> [What you need to do]: Swap "Kindly" for "Please" everywhere in the rows below and give them back with nothing else changed. Leave out the pictures.

> [Provided data]:
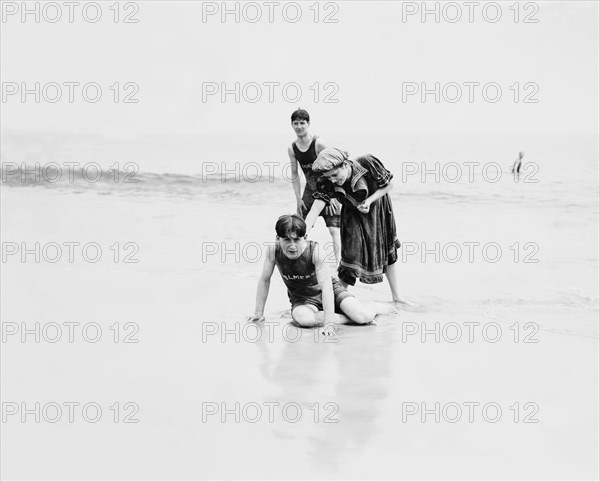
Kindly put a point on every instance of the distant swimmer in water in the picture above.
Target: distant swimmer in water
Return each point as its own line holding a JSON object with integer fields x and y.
{"x": 516, "y": 167}
{"x": 317, "y": 298}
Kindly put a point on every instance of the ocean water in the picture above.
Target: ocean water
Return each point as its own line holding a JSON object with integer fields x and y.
{"x": 199, "y": 240}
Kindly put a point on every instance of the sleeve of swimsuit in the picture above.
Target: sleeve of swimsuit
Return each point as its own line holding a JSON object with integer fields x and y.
{"x": 377, "y": 170}
{"x": 324, "y": 190}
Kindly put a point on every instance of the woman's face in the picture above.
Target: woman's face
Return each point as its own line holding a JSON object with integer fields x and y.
{"x": 339, "y": 175}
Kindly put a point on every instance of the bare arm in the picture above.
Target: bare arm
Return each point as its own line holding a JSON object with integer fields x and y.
{"x": 334, "y": 207}
{"x": 313, "y": 214}
{"x": 296, "y": 179}
{"x": 264, "y": 283}
{"x": 324, "y": 280}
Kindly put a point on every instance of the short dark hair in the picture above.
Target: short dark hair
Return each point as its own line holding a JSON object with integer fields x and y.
{"x": 290, "y": 224}
{"x": 300, "y": 114}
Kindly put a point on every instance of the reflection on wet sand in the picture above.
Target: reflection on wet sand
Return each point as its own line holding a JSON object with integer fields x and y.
{"x": 339, "y": 385}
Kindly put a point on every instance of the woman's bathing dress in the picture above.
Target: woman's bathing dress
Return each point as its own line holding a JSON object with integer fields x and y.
{"x": 369, "y": 240}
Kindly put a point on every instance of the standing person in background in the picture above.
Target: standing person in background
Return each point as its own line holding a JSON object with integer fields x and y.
{"x": 304, "y": 151}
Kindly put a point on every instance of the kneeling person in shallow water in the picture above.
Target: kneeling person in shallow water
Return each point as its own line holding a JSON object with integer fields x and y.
{"x": 316, "y": 297}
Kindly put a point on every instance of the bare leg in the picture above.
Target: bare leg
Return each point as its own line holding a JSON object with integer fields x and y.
{"x": 337, "y": 243}
{"x": 392, "y": 276}
{"x": 308, "y": 316}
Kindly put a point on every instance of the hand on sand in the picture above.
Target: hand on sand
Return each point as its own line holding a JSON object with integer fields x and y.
{"x": 405, "y": 304}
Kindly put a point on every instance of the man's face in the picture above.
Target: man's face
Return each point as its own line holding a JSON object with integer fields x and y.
{"x": 300, "y": 127}
{"x": 292, "y": 245}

> [Exercise response]:
Please put a point on every instance of the distant swimmer in water in the picture above.
Target: distant swimmer in water
Return each point as its own line holding a JSON object with integer fields x and y.
{"x": 516, "y": 167}
{"x": 317, "y": 298}
Please put a point on every instance of the ocean water in the picture above.
Target: ocean water
Return each point as its own line holding a JSON object with integer fields x and y.
{"x": 199, "y": 240}
Please put a point on every instance of the sleeve of swimsuit in the picture above.
Target: sleeve of swimsuit
Return each point as its own line holding a JSON object with integer fields x and y.
{"x": 377, "y": 170}
{"x": 324, "y": 190}
Please put a point on every instance of the woman's face in the picture above.
Target: woman's face
Return each point as its own line holding a JSON object with integer fields x and y.
{"x": 339, "y": 175}
Please put a point on every instance of the bare arm in the picture above.
Target: bare arm
Return each point as its own line holding a JSON object with integer fields x and y.
{"x": 334, "y": 207}
{"x": 313, "y": 214}
{"x": 296, "y": 179}
{"x": 264, "y": 283}
{"x": 324, "y": 280}
Please put a point on every instance of the short dark hair in the picture above.
Target: short dark hair
Return each point as its own line holding a JSON object with integer fields x and y.
{"x": 290, "y": 224}
{"x": 300, "y": 114}
Please put a point on every instance of the reflection on wet sand in the picture above.
Target: reflection on wet sand
Return each point as its own line holding a JSON object with integer fields x and y.
{"x": 339, "y": 385}
Please put a point on every instance of the woman's bathing dress in the picture above.
Target: woman's bathing dress
Return each point as its own line holding a JSON object with integer fields x and y.
{"x": 369, "y": 240}
Please put a point on every instance of the standing person in background in the picture above.
Target: standing person in background
Return each point as its own line holding a JSON object with integer fields x and y.
{"x": 304, "y": 151}
Please put a point on every instance of the kneeling person in shallow water in the picture above.
Target: kneeling person in shallow water
Return each point as its own line holding a JSON object with integer fields x and y.
{"x": 316, "y": 297}
Please put a point on every instance of the bare leg in the picture above.
Target: bare leg
Return each point as its own line holding a JSON object with integer fields x and y.
{"x": 337, "y": 243}
{"x": 392, "y": 276}
{"x": 308, "y": 316}
Please put a point on every instance of the hand on sand in the picture above.
Target: hand on sand
Return each point as its own line holding a JSON object with integer fields x and y.
{"x": 405, "y": 304}
Please put a point on every instance of the man's face in the picture above.
Target: man's face
Return each point as its own line holding a JSON object with integer fields x and y.
{"x": 300, "y": 127}
{"x": 292, "y": 245}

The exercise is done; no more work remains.